## [STATED TASK]
Report each line in the data below that contains the string "card". Case counts.

## [DATA SHOWN]
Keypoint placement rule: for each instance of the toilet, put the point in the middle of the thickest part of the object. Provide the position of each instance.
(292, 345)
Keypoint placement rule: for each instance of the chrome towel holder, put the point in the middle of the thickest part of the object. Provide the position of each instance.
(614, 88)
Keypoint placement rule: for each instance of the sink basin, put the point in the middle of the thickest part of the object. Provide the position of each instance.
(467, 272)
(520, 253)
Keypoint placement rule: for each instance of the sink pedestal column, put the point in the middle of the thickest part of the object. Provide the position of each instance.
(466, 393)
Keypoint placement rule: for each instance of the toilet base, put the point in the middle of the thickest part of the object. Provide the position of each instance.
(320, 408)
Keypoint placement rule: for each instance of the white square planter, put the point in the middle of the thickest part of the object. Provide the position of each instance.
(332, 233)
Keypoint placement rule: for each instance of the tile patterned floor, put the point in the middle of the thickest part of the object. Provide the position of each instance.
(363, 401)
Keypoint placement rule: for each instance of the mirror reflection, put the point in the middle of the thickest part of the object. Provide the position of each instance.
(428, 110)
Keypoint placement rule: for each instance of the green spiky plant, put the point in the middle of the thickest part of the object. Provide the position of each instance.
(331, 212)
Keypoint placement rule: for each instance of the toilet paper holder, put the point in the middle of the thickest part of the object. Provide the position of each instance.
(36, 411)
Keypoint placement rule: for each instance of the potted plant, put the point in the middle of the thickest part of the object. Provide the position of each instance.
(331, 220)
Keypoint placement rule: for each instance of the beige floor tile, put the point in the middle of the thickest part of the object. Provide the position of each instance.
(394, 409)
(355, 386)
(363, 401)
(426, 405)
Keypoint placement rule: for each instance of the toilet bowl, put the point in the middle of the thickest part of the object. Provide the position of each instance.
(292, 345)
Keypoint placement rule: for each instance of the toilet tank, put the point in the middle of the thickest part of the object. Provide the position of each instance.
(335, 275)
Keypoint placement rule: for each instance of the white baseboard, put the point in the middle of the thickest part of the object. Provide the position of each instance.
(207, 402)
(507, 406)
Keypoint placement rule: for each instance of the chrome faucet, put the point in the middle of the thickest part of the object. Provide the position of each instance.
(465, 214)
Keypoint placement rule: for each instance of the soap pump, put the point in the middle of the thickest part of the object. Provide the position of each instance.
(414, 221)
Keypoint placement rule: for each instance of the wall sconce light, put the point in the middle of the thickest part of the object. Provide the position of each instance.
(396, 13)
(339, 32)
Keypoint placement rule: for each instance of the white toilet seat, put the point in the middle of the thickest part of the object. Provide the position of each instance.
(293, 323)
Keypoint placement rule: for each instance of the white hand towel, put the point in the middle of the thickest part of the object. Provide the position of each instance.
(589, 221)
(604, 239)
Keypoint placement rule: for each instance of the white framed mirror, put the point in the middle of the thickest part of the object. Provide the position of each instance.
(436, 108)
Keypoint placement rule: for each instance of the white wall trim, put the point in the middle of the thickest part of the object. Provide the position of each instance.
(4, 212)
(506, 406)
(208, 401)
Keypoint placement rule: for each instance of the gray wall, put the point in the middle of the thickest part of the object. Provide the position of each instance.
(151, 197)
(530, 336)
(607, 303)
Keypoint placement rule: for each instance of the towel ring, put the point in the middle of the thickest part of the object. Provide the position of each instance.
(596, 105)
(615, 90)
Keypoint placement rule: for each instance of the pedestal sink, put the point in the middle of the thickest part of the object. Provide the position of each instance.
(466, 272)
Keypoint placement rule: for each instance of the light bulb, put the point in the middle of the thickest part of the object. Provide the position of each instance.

==

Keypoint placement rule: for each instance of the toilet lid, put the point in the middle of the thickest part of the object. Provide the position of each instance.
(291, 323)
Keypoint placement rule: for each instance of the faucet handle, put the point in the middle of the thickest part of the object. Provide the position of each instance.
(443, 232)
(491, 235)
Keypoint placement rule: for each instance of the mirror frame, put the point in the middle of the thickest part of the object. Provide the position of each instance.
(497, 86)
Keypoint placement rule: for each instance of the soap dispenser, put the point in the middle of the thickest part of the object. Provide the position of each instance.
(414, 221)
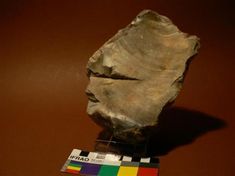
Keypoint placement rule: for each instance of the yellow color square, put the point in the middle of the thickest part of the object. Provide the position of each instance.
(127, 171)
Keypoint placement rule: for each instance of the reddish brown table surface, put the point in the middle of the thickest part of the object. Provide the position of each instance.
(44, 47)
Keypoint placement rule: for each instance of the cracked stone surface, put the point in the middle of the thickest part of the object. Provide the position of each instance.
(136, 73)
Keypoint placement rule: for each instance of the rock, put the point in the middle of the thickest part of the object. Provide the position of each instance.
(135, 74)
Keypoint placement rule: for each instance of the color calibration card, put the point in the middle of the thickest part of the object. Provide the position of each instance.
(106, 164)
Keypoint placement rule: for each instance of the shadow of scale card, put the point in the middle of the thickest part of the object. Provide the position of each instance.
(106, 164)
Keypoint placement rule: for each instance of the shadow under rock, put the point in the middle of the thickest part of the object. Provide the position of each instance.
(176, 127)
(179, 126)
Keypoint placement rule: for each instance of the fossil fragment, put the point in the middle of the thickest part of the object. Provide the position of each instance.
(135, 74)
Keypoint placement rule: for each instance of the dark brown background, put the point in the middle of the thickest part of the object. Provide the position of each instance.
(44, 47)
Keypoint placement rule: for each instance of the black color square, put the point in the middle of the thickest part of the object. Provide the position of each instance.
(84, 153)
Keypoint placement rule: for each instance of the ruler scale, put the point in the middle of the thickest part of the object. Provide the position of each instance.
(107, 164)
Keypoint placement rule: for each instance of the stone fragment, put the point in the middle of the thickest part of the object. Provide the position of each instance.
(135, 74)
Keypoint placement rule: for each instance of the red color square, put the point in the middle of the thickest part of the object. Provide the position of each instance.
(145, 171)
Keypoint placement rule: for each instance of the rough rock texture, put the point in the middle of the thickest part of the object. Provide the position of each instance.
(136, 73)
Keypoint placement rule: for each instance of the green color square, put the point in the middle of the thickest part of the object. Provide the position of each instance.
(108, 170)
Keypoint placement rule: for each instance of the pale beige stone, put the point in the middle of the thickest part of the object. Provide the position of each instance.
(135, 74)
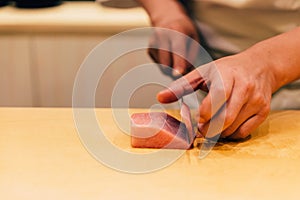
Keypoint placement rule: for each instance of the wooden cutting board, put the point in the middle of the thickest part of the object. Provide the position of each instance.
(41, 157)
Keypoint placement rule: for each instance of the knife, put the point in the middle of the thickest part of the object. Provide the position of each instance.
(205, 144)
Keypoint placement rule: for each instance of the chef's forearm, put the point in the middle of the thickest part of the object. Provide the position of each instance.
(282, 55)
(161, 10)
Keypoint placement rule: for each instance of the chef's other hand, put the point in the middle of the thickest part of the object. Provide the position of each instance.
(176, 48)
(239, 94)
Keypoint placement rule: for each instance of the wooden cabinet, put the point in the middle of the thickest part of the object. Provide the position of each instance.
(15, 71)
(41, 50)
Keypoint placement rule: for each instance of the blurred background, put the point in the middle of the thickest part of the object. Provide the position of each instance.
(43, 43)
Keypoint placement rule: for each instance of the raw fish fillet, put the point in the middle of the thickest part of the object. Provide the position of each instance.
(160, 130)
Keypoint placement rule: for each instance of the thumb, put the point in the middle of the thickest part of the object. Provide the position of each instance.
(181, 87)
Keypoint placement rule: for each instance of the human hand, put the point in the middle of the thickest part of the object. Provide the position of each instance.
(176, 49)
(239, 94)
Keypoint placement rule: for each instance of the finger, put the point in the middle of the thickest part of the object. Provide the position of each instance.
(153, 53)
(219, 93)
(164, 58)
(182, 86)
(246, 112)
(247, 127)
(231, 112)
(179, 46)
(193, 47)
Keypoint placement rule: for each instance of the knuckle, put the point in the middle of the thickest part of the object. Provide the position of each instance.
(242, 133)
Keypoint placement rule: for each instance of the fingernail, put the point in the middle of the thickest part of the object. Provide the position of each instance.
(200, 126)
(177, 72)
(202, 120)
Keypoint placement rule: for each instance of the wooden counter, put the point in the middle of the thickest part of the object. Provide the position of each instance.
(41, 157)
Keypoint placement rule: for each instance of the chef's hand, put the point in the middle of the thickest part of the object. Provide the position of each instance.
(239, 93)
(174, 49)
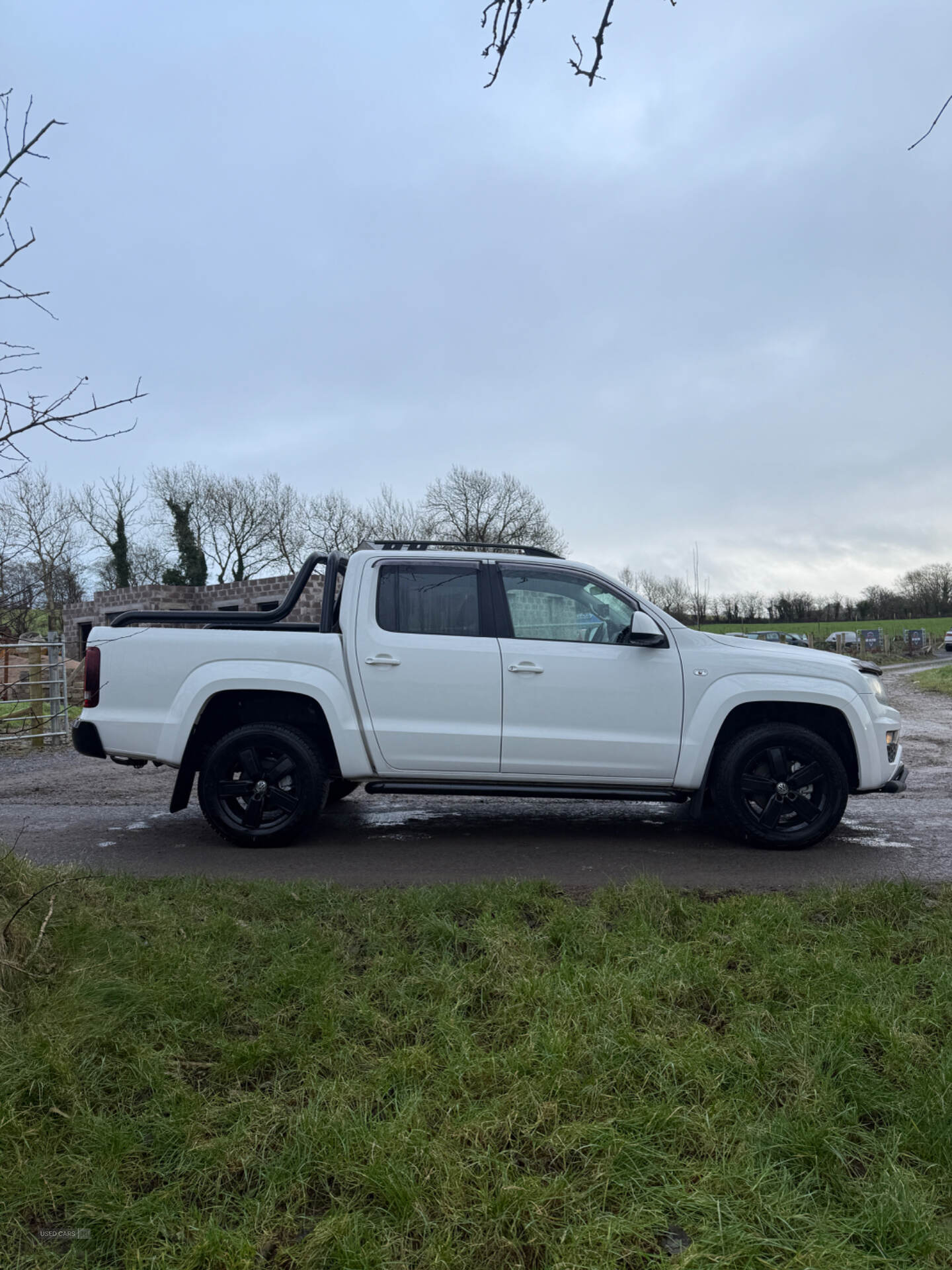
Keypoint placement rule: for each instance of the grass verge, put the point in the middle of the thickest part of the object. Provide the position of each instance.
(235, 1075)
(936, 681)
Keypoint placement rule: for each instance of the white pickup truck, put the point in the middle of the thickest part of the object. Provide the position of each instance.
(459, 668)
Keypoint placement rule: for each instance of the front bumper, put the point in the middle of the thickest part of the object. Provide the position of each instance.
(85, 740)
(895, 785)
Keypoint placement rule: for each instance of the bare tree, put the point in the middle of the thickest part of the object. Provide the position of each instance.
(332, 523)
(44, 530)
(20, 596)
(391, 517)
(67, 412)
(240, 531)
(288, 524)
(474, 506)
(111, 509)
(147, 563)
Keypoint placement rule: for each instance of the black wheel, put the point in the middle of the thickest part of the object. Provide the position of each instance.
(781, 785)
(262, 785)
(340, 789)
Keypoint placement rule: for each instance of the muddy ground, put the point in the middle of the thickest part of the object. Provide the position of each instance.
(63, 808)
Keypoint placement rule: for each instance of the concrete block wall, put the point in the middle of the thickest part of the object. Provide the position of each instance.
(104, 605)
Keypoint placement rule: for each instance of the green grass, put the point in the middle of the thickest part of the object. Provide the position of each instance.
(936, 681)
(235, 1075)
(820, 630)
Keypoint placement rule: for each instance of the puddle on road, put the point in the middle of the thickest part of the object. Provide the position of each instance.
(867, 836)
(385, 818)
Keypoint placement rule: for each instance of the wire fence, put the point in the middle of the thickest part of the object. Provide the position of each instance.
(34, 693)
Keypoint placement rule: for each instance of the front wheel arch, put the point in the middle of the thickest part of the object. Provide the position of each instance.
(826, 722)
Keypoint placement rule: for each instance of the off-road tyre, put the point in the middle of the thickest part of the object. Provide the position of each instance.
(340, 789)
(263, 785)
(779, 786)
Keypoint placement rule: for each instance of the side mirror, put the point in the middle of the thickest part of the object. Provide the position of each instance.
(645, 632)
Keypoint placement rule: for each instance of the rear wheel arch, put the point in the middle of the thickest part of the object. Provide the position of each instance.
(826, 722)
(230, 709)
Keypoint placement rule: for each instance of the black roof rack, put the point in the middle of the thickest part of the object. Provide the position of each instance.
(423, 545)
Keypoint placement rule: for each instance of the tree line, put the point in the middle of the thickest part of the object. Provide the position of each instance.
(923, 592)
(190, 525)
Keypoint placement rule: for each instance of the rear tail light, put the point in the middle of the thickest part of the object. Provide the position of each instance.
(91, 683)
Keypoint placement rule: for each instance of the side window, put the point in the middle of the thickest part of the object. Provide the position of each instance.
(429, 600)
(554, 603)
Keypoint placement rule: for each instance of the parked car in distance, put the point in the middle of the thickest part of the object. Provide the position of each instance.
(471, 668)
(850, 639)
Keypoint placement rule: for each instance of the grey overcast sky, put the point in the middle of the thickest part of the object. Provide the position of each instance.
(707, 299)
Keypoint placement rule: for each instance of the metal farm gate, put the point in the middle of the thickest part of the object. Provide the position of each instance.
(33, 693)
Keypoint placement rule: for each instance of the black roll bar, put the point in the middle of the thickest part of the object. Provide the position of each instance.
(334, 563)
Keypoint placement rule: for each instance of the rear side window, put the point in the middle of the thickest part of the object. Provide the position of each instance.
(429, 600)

---

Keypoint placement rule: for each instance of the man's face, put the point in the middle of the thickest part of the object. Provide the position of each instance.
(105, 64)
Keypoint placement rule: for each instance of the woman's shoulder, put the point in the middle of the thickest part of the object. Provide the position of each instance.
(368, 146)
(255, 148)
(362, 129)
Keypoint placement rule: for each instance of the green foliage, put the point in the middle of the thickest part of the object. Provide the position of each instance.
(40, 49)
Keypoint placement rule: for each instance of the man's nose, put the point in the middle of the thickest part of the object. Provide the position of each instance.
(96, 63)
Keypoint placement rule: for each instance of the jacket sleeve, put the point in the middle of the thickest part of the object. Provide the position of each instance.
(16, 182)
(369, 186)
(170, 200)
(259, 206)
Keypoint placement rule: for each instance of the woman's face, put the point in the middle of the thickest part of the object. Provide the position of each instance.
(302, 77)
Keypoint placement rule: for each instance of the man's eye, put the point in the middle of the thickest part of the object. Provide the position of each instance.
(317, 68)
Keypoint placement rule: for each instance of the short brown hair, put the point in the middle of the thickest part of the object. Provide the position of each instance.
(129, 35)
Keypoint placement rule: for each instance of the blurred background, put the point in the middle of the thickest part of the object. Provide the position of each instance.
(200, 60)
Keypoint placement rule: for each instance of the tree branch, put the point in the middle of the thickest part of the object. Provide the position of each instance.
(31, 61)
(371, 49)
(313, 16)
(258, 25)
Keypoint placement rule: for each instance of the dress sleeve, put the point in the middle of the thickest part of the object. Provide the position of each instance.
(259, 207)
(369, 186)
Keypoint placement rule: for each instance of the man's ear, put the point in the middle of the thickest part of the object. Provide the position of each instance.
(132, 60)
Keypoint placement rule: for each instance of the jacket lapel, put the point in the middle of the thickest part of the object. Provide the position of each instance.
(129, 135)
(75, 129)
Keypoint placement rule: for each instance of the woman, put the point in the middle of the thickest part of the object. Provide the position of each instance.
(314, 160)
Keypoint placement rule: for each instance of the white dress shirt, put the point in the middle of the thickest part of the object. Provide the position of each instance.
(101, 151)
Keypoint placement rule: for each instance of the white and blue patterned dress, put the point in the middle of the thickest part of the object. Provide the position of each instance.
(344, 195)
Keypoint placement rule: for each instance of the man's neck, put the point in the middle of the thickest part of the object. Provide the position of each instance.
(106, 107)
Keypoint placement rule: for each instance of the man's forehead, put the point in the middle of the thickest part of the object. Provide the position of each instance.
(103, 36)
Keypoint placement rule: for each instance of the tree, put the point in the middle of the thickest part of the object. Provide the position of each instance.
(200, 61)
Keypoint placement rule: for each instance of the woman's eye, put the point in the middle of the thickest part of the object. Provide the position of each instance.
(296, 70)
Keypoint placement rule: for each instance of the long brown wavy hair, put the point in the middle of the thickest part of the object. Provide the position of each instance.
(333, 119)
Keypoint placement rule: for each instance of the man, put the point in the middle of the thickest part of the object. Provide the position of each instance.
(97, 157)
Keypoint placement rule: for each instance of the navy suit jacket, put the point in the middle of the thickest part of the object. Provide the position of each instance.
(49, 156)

## [SOLUTION FOR THIS EXERCISE]
Keypoint placement rule: for each instance of the color calibration card, put the point in the middle of the thickest part of the object. Provide the position of each instance.
Keypoint placement rule: for each instance of the shadow of scale card, put the point in the middle of the thickest part of the object. Provide the position of each instance.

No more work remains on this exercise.